§ 本文:
アムール川のさざ波 (2002)


( 4) 船上の一日

8月6日(火)



 期待に反して今日も天候はあまりパッとしません。殆ど全天曇空です。なのに、昼

頃でしょうか、甲板にいた私に近づいてきたスタッフの女性が「いいお天気でしょう」

と言うのです。上空を指さしてこれでいいお天気なんですかって言ったら、「だって、

雨は降らないし、暖かいし、..」と言われてしまいました。あ、そういう見方もある

んだと感心した次第。たしかにこの日は暖かだったのです。風も弱く船尾の三色旗が

まったくはためかないこともしばしばでした。



 8時朝食。グレープフルーツジュース,5cmはある厚焼き卵,チーズ,ヨーグルト,

コーヒー,今日はこれだけです。大きなスプーンも出ていたのにカーシャがありませ

ん。「ねえねえ、姉さん、このローシカは何に使うの?」なんて言える語学力はむろ

んありませんから、出されたものを黙々と食べて退散してまいりました。



 10時から民謡教室。「スターリィ・クリョーン」が3番まで行き着いてこれで終

わりかと思ったら、次の曲があって「オーチ・チョールヌィ(黒い瞳)」。私はこれ

を「オーチン・チョールヌィ」と思い込んでいまして(^_^;)まったくなんて暗い題

名の曲をやるんだろうと思ったものです。失礼しました。



 2時間の予定が1時間半くらいで終わり、そのあと歌舞団の全員が練習にやってき

ました。こちらが出ていこうとすると座っていなさいと言われて、最初の一曲の練習

風景を見せてもらいました。これまでに何度も演奏してきた曲のはずなのにお互いに

ここはこうしたらいいとか真剣なものでした。グリーシャは今日も二日酔いなのか冴

えない顔をしています。今夜の出し物はロシアの民謡特集だそうで、ホフロマ塗りの

スプーンや草刈り鎌まで楽器に使ってそのにぎやかなこと。それにしてもあの裏声の

ようなスラブ独特の歌い回しが頻繁にあるのですが、それを昨晩ロシア・ロマンスを

歌ったのと同じ女性達が歌うのです。喉、大丈夫なのでしょうか。



 この船は我々のキャビンがある2階のデッキにはいくつかの椅子が出ているのです

が、上階の甲板には椅子があるのをこれまで見たことがありませんでした。ところが

民謡教室のあと上へ出てみたら、金属製の折り畳み式パイプに一枚布(ビニール製の

シート)を張ったデッキチェアが出ているではありませんか。これをめいっぱい倒し

て横になったら気持ち良くてしばらくウトウトしてしまいました。



 1時昼食。グレープジュース,コーンと胡瓜とハムなどと細切り卵のサラダ,茄子

の油炒め,サリャンカ,鮭のムニエル風に裏ごしジャガイモ添え,桃,コーヒー。



 この日は上陸予定がなかったものだから、昼食から夕食までの数時間、ずっと上甲

板に出ていました。



 時刻は忘れましたが、3時頃だったでしょうか、突然船内放送があって右舷側の山

頂に岩でできた柱状のものが見えるということです。この地域にはそれにまつわる伝

説もあるということでした。

§ 課題と条件: 本文のうち、「ここはこうしたらいいとか真剣なものでした。グリーシャは今日も二日酔いなのか冴」を含む言葉で始まり「歌ったのと同じ女性達が歌うのです。喉、大丈夫なのでしょうか。」で終わる部分を、一字一句変えずに書き写してください。

§ 与えられた項目:
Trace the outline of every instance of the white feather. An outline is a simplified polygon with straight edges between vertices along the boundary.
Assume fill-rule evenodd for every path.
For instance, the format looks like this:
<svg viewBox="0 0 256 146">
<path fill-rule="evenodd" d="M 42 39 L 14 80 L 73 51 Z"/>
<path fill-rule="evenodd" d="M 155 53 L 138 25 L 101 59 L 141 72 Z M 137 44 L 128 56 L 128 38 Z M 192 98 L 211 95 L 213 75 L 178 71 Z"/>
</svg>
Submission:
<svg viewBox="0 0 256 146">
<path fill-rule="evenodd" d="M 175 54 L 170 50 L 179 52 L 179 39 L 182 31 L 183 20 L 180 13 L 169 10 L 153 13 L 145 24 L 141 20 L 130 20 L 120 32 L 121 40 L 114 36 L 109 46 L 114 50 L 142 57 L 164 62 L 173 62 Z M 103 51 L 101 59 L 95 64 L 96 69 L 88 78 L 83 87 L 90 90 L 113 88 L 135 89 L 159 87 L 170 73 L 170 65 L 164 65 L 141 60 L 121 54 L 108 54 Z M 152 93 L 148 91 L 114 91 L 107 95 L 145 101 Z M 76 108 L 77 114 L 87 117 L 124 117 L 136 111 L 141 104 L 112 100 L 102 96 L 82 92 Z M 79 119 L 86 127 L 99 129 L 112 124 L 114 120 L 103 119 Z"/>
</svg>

§ 解答:
ここはこうしたらいいとか真剣なものでした。グリーシャは今日も二日酔いなのか冴

えない顔をしています。今夜の出し物はロシアの民謡特集だそうで、ホフロマ塗りの

スプーンや草刈り鎌まで楽器に使ってそのにぎやかなこと。それにしてもあの裏声の

ようなスラブ独特の歌い回しが頻繁にあるのですが、それを昨晩ロシア・ロマンスを

歌ったのと同じ女性達が歌うのです。喉、大丈夫なのでしょうか。